Within the material below, how many lines carry the word "rock"? State only the number.

#### Available data:

☆ ☆ ☆ ☆ ☆

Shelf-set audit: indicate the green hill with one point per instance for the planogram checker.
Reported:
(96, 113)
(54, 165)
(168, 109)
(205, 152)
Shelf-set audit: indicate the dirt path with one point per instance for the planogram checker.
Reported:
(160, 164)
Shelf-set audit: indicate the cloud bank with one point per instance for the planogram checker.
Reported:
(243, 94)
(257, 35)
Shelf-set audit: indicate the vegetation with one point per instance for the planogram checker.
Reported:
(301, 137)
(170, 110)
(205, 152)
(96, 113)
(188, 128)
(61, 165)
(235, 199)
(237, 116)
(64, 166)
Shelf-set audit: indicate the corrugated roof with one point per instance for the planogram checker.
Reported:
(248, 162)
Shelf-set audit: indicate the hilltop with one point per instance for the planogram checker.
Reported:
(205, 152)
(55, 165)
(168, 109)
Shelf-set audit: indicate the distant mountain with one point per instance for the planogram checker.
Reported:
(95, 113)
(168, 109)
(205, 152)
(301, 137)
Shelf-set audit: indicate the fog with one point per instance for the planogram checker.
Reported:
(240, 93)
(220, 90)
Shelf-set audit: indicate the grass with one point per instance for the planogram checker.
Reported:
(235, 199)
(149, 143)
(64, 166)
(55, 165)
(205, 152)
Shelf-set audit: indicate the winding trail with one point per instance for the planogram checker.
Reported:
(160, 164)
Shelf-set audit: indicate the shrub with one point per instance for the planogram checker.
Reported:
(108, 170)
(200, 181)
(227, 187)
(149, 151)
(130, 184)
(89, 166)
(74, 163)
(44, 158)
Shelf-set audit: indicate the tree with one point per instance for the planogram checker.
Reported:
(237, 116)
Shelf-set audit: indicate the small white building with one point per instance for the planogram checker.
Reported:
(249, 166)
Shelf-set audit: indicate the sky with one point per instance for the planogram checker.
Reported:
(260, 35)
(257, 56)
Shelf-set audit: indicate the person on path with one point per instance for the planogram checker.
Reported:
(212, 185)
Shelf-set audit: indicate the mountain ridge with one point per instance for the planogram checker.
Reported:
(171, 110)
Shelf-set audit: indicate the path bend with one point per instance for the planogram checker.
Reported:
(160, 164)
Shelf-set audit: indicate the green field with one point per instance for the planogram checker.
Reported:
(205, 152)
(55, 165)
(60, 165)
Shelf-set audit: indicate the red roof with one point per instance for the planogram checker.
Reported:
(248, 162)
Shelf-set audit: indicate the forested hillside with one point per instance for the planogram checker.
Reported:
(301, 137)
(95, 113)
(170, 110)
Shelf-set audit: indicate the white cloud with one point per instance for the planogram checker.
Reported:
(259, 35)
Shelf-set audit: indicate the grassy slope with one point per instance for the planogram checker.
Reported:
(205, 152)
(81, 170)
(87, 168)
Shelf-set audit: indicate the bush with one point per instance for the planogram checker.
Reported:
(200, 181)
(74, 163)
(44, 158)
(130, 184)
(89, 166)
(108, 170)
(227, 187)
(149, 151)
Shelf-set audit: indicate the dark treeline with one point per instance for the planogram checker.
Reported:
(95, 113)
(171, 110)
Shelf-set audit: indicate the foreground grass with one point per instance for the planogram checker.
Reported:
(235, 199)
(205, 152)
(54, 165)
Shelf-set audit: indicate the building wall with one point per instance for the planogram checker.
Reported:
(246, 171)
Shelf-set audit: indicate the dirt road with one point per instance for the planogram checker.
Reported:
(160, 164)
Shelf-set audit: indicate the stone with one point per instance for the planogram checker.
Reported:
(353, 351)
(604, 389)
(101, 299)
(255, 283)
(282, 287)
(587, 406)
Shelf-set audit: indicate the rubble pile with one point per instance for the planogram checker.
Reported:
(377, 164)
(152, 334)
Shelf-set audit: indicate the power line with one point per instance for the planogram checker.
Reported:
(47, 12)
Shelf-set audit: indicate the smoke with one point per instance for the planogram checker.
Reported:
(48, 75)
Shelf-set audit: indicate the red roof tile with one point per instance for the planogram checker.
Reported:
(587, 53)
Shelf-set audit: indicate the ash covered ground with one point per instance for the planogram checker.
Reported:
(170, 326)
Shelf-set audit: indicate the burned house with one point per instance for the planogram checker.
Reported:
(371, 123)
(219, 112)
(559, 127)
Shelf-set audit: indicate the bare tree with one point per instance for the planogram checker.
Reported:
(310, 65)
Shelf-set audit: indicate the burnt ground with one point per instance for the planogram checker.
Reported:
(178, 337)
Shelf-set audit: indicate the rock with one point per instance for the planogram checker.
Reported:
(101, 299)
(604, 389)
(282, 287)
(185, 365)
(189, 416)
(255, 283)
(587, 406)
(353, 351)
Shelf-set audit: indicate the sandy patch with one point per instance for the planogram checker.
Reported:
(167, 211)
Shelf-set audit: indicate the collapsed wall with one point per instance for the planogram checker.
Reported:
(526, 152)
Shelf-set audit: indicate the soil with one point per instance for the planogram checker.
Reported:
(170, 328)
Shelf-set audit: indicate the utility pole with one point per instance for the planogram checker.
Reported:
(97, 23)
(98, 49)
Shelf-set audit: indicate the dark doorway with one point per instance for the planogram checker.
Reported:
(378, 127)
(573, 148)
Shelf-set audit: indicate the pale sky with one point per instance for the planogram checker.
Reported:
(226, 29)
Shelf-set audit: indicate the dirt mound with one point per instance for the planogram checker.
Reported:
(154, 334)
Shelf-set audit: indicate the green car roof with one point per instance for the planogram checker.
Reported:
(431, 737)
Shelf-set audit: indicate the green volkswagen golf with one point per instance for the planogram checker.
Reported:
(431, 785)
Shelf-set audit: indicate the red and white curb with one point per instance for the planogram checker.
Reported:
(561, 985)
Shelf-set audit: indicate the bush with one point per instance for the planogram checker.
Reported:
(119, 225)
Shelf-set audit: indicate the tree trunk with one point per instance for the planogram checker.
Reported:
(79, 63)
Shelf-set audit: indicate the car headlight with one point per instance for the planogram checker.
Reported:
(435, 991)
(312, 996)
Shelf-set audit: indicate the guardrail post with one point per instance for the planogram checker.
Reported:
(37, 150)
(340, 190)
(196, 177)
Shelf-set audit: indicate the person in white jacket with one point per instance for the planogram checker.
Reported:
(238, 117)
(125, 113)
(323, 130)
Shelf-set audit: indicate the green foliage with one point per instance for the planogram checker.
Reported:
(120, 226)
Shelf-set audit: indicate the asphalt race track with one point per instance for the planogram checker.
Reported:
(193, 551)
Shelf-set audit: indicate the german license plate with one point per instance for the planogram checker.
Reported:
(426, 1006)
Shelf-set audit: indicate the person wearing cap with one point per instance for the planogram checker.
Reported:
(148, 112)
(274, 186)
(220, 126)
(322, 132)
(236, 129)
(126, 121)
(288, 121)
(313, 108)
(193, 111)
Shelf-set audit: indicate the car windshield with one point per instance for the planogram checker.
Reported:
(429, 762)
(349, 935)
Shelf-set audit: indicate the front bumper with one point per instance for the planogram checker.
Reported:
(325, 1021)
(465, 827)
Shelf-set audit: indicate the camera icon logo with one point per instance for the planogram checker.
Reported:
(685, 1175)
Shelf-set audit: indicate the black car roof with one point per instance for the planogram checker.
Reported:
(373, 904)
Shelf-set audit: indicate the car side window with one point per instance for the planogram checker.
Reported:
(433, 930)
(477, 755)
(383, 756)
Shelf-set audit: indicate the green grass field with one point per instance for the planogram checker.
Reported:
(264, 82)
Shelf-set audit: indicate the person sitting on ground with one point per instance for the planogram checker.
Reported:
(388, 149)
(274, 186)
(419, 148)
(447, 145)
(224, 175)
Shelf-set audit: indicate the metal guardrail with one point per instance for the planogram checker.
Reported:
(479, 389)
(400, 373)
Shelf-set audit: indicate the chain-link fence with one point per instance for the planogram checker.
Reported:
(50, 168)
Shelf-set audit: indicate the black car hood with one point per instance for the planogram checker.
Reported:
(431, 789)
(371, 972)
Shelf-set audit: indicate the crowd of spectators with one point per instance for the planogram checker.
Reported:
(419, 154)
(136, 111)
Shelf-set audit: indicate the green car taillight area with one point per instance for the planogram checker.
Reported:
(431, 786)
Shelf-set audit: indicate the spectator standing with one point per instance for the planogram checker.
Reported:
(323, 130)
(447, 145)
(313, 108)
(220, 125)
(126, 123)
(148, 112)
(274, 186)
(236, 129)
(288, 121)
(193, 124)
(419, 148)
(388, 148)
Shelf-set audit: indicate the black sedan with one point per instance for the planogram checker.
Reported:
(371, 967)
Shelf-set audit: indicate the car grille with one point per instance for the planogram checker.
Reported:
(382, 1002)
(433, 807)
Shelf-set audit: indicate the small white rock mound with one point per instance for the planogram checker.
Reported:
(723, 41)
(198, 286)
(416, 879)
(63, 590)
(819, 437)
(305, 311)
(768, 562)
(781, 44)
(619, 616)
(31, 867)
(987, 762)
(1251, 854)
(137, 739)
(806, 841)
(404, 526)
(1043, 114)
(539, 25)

☆ ☆ ☆ ☆ ☆

#### Exercise response:
2